A toilet is nothing more than a glorified siphon. With a siphon you get the flow started by sucking on a tube until you fill it with water (or any liquid). Once the tube is full of water, the laws of physics take over and cause the liquid to flow through the tube to a lower elevation. As long as the end of that tube is below the elevation of the liquid, that liquid will continue flowing through the tube to create a siphon. A toilet bowl also has a "siphon channel", but instead of sucking on the bottom of it, the toilet tank simply discharges enough water into the bowl fast enough so that it overflows into the bending siphon channel fast enough that it completely fills that siphon channel with water. Once that siphon channel is completely full of water, exactly the same laws of physics take over to siphon the rest of the water out of the toilet bowl. The gurgling noise you hear at the end of a successful flush is caused by exactly the same physics as the gurgling noise your straw makes after successfully sucking up a milk shake.

If pouring the 5 gallon pails into the bowl causes an improvement in the flushing, the problem is that enough water isn't coming into the bowl fast enough to spill over into the siphon channel fast enough to fill that siphon channel completely with water. If the siphon channel isn't full of water, then you get an anaemic suction, and hence a slow and weak flush. So, it might also be a problem with not enough water getting from the tank into the bowl fast enough. See what the 5 gallon pail test shows.


----------



## Piedmont (Nov 1, 2007)

I have not had luck with poor flushing toilets. In my house the toilet in the basement doesn't even flush half the time water just "spins" in it even if it's just pee. After 2-3 times you'll get a decent flush. I changed it out for a new toilet that was in the middle price range and it too had the same damn problem! I got the pro's in, and they concluded the bathroom in the basement was an afterthought, the 90 the tiolet sits on is the sharpest they'd ever seen and likely interferring with siphoning of the toilet and only a pressure-assisted toilet will work there.

····················

● EXERCISE A
Print the portion of the toilet flushing thread that opens with the words containing "## Piedmont (Nov" and closes with "will work there.", without any changes.

Boundary labeling items:
····················

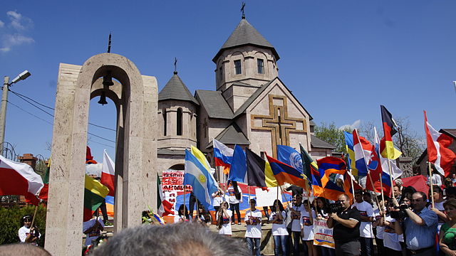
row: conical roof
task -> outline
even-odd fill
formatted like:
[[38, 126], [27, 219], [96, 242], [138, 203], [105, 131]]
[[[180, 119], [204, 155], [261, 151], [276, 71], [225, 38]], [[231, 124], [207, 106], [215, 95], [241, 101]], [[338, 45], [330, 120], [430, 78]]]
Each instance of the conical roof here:
[[158, 101], [165, 100], [185, 100], [192, 102], [197, 105], [200, 105], [179, 75], [177, 75], [177, 72], [174, 73], [171, 79], [158, 93]]
[[234, 29], [228, 39], [227, 39], [225, 43], [222, 46], [222, 48], [219, 50], [215, 57], [214, 57], [212, 61], [217, 61], [217, 58], [219, 58], [224, 50], [246, 45], [253, 45], [270, 48], [275, 55], [276, 60], [279, 60], [279, 54], [277, 54], [274, 46], [272, 46], [255, 28], [250, 25], [247, 20], [242, 18], [241, 22], [237, 25], [237, 27], [236, 27], [236, 29]]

····················

● EXERCISE B
Write out every line of the boundary labeling entries, not only the answers, and add 138 to each coordinate in the answers. Leave the pictures out.

● TASK RESULT A
## Piedmont (Nov 1, 2007)

I have not had luck with poor flushing toilets. In my house the toilet in the basement doesn't even flush half the time water just "spins" in it even if it's just pee. After 2-3 times you'll get a decent flush. I changed it out for a new toilet that was in the middle price range and it too had the same damn problem! I got the pro's in, and they concluded the bathroom in the basement was an afterthought, the 90 the tiolet sits on is the sharpest they'd ever seen and likely interferring with siphoning of the toilet and only a pressure-assisted toilet will work there.

● TASK RESULT B
row: conical roof
task -> outline
even-odd fill
formatted like:
[[38, 126], [27, 219], [96, 242], [138, 203], [105, 131]]
[[[180, 119], [204, 155], [261, 151], [276, 71], [225, 38]], [[231, 124], [207, 106], [215, 95], [241, 101]], [[338, 45], [330, 120], [430, 78]]]
Each instance of the conical roof here:
[[296, 239], [303, 238], [323, 238], [330, 240], [335, 243], [338, 243], [317, 213], [315, 213], [315, 210], [312, 211], [309, 217], [296, 231]]
[[372, 167], [366, 177], [365, 177], [363, 181], [360, 184], [360, 186], [357, 188], [353, 195], [352, 195], [350, 199], [355, 199], [355, 196], [357, 196], [362, 188], [384, 183], [391, 183], [408, 186], [413, 193], [414, 198], [417, 198], [417, 192], [415, 192], [412, 184], [410, 184], [393, 166], [388, 163], [385, 158], [380, 156], [379, 160], [375, 163], [375, 165], [374, 165], [374, 167]]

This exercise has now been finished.